● DATA ROWS:
◆ ◆ ◆
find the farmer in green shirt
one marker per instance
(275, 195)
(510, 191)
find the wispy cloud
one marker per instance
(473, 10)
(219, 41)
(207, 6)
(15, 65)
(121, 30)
◆ ◆ ◆
● WORK TO DO: Copy out each record exactly as given, omitting none.

● FINAL RESULT:
find the farmer in green shirt
one marker per instance
(275, 195)
(510, 191)
find the wispy cloud
one marker per instance
(473, 10)
(219, 41)
(207, 6)
(15, 65)
(121, 30)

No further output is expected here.